**Description of the task:** Locate the lines of the listing below that hold "necklace", then copy each of them.

**Data for the task:**
• • • • • • •

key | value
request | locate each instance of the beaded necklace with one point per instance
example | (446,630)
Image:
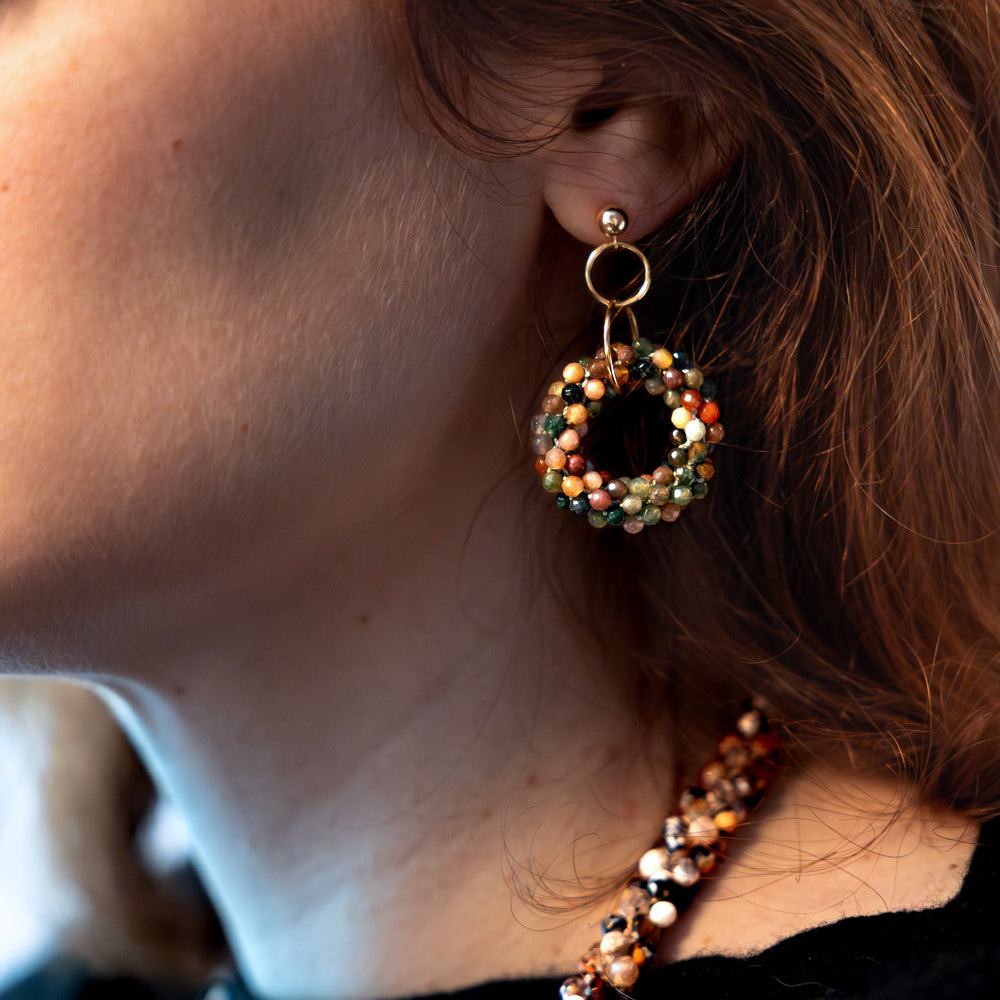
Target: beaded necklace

• • • • • • •

**Response to this task:**
request | locate each instance of the beaded necklace with one point per instance
Target: beaded necklace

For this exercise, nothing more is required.